(TASK):
The following data needs to be repeated exactly, with all images excluded.

[SUPPLIED ENTRIES]

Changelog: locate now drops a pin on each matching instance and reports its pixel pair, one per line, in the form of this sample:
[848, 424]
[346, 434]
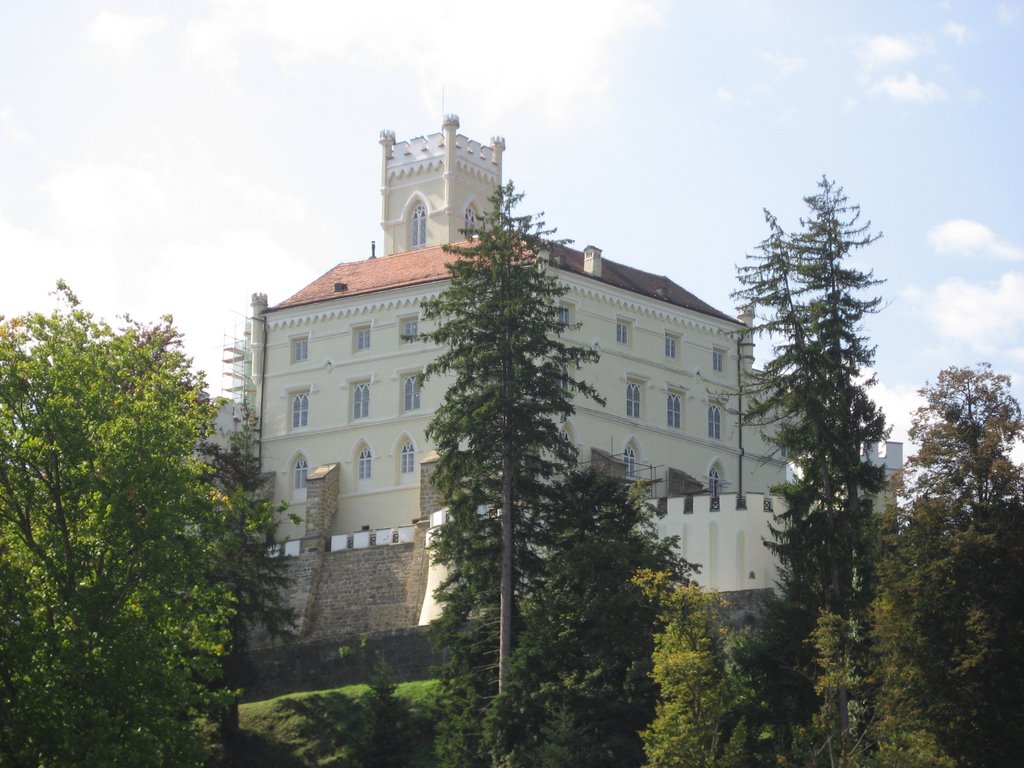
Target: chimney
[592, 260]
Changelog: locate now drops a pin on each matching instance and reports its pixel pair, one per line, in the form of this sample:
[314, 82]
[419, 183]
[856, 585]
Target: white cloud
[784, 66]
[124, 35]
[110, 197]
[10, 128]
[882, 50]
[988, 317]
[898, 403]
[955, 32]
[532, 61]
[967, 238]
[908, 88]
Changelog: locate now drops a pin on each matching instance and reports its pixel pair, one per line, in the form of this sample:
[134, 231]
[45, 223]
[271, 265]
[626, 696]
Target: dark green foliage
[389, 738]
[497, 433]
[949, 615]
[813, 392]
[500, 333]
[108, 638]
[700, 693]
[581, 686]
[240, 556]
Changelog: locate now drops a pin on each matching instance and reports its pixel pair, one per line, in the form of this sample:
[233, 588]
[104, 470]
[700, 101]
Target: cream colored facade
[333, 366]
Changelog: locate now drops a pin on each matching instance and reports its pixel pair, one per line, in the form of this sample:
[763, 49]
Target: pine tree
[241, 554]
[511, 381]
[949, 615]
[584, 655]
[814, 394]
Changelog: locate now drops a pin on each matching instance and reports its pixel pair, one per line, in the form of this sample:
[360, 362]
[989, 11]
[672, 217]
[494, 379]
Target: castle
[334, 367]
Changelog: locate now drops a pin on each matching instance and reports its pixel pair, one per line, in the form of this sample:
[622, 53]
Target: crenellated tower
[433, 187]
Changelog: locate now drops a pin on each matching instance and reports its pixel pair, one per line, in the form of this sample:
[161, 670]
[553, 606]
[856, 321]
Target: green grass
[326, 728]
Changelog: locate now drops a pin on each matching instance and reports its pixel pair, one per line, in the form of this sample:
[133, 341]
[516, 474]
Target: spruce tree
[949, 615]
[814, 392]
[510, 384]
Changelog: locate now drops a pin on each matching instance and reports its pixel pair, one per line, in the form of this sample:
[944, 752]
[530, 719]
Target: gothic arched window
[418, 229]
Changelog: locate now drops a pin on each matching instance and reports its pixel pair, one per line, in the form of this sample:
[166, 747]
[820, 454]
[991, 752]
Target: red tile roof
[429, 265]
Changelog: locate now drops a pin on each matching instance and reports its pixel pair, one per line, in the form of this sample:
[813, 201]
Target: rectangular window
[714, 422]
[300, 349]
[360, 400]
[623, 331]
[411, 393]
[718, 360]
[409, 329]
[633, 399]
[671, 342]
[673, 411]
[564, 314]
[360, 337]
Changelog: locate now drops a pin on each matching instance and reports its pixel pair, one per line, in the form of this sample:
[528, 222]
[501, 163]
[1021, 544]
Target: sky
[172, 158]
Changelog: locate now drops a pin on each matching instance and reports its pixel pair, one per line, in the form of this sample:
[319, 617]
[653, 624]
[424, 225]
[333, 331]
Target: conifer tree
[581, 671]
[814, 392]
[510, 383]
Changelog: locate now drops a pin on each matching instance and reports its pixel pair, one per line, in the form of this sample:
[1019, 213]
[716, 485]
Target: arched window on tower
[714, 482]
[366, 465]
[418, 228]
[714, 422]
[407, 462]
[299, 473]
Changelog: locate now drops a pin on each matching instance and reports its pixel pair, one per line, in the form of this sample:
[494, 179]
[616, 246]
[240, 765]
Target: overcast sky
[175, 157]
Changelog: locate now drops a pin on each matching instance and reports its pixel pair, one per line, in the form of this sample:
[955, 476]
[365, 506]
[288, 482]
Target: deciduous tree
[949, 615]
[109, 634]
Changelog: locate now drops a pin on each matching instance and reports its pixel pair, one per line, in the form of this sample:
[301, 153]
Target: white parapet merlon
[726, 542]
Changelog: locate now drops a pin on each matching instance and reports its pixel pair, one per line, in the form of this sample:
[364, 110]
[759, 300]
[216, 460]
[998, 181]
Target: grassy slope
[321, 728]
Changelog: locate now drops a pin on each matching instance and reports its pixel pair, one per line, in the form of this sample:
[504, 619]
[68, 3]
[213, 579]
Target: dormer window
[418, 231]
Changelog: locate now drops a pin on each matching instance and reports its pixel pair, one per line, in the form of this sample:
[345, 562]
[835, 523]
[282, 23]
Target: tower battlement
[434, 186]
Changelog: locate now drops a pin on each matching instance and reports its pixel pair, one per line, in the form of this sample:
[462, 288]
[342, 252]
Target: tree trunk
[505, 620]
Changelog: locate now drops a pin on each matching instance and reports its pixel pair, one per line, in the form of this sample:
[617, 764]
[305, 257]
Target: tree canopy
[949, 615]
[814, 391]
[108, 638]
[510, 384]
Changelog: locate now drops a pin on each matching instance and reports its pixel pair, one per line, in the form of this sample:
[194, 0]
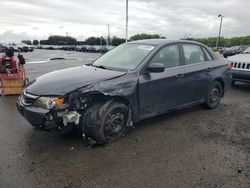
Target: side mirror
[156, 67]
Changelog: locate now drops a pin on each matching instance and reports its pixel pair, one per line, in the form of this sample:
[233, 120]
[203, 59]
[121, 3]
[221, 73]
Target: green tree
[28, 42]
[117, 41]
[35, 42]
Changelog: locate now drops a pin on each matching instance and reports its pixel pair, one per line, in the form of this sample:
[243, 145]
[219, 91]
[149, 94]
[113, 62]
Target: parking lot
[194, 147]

[/SUPPLIED ENTRIES]

(SOLVED PROBLEM):
Changelog: locate now drops a pin on each matching instance and reports its pixel pair, one per line, in the form of this sample:
[848, 424]
[346, 434]
Target: chimney
[592, 260]
Changelog: locate now drops a pin on each matching instance and reports its pixel pair, one per line, in the form of this sample:
[314, 82]
[419, 183]
[856, 585]
Target: white cloud
[784, 66]
[124, 35]
[110, 197]
[10, 128]
[882, 50]
[988, 317]
[898, 403]
[955, 32]
[532, 61]
[967, 238]
[908, 88]
Changelog: locate now drops a pin on each matching instance and reports its pixel pair, one per line, in the form of this sample:
[134, 231]
[45, 223]
[271, 265]
[626, 696]
Target: dark green foliage
[389, 738]
[497, 433]
[949, 615]
[813, 392]
[500, 333]
[108, 638]
[700, 693]
[581, 686]
[240, 556]
Changelog: locate now drops a pin on each matching instance and reports its pixel pair, one per line, in the form of this sample:
[233, 588]
[104, 470]
[700, 101]
Target: cream colored facade
[333, 366]
Changelog: locate now drops a pin on each matching instance and reports its pixel pair, one per line, in the form of this sample:
[763, 49]
Target: pine tree
[241, 554]
[511, 381]
[949, 615]
[584, 655]
[814, 394]
Changelog: locate now drops a pin on each matching instance and reports its pixel pair, one per line, in the form of this sample:
[360, 362]
[989, 11]
[672, 217]
[494, 379]
Target: castle
[334, 367]
Changelog: locate now drops a pin on each matching instance and reports its pixel pair, one per line, in the form of this sample:
[622, 53]
Target: crenellated tower
[433, 187]
Changelog: locate now drops a pin on each matching instance and reports its pixel pair, one per line, in the form of this sample:
[161, 670]
[553, 606]
[856, 321]
Target: green grass
[326, 728]
Changelog: locate now drops a pin on each matching instance and reports its pixel pair, one per line, in the form of this sample:
[133, 341]
[516, 474]
Target: spruce tree
[949, 615]
[814, 392]
[510, 384]
Changelog: locate now drops a pin on each matching instance and reports its pixel pair, one per line, in the form of this sample:
[944, 752]
[530, 719]
Target: gothic arched window
[418, 229]
Changelog: locate now drops a pin on each matching instance and reports its pixel pair, one per line, in the form of this sample:
[166, 747]
[820, 454]
[991, 752]
Target: red tile roof
[429, 265]
Changelog: locate now drops a pin on each matching instance and reports its pixel pair, one per line, in the form of this sample:
[813, 201]
Target: rectangular window
[714, 422]
[300, 349]
[360, 400]
[623, 331]
[411, 393]
[718, 360]
[409, 329]
[633, 399]
[671, 342]
[673, 411]
[564, 314]
[360, 337]
Changelog: locate now drops a pin on each matching instance and reports its pixel pair, one per line, in the form of this sample:
[528, 222]
[501, 163]
[1021, 544]
Target: sky
[172, 158]
Changelog: locate now drops a pin on each matching instance and reports its pixel pair, one per line, in the form of this sample:
[319, 617]
[653, 624]
[424, 225]
[333, 331]
Target: conifer tree
[581, 671]
[814, 392]
[510, 383]
Changelog: locate now drops a pin on each matching instance and reports its pixel pair, one per line, in the form of this sample:
[1019, 213]
[716, 485]
Target: arched window on tower
[714, 482]
[366, 465]
[418, 228]
[714, 422]
[407, 462]
[299, 473]
Changelog: locate now drops a pin on each matching instance and reports its pixel pair, one per line, in the form of this sample:
[494, 179]
[616, 246]
[240, 765]
Target: overcast sky
[175, 157]
Changelog: locate now drops a pin on each matching instance and reports its pixel pair, one per line, in the form of this sample:
[955, 476]
[365, 506]
[288, 482]
Target: deciduous tree
[949, 615]
[109, 634]
Changelog: locate now drops a pin on each matching instance and reports its pixel pair, one per line, in the form of this sample:
[301, 153]
Target: white parapet merlon
[726, 542]
Changelog: locate now drops a pin on each matching instance and reports its pixel pair, one per line, in the form of this sample:
[364, 110]
[759, 300]
[216, 460]
[998, 181]
Target: grassy slope
[321, 728]
Changelog: locate now drops a pin on each matching instance and reports its pixel pair, one per line, in the form of this sample:
[504, 619]
[68, 3]
[213, 579]
Target: dormer window
[418, 231]
Changelog: locate now drops a pin on each matching instance and reports its pixel pair, one per line, in the form of this sample:
[345, 562]
[835, 523]
[282, 23]
Target: tower battlement
[434, 186]
Changelog: locate now drops a pin on each matching instance and reports its pixel pair, one per line, in the form of this sample:
[462, 288]
[342, 252]
Target: tree trunk
[505, 620]
Changelog: locate now drops a pin on each matching instance and reports its pixel pair, one per line, in the form of this sample:
[617, 764]
[305, 257]
Target: tree canopy
[949, 615]
[814, 391]
[108, 638]
[510, 384]
Changelog: locate now drops a pin on each matching instance and reports its pixel pair, one per line, in the form of this sample:
[194, 0]
Target: side mirror
[156, 67]
Changelog: locate now drops a pin on each matching instance and reports its pixel pair, one per line, in the form of this sample:
[233, 120]
[203, 59]
[121, 3]
[221, 73]
Target: green tree
[28, 42]
[117, 41]
[35, 42]
Changelog: locate now drops a pin on each matching instance and reports its pixel pair, one per line, in the form of this sample:
[243, 145]
[219, 91]
[149, 94]
[113, 62]
Target: parking lot
[194, 147]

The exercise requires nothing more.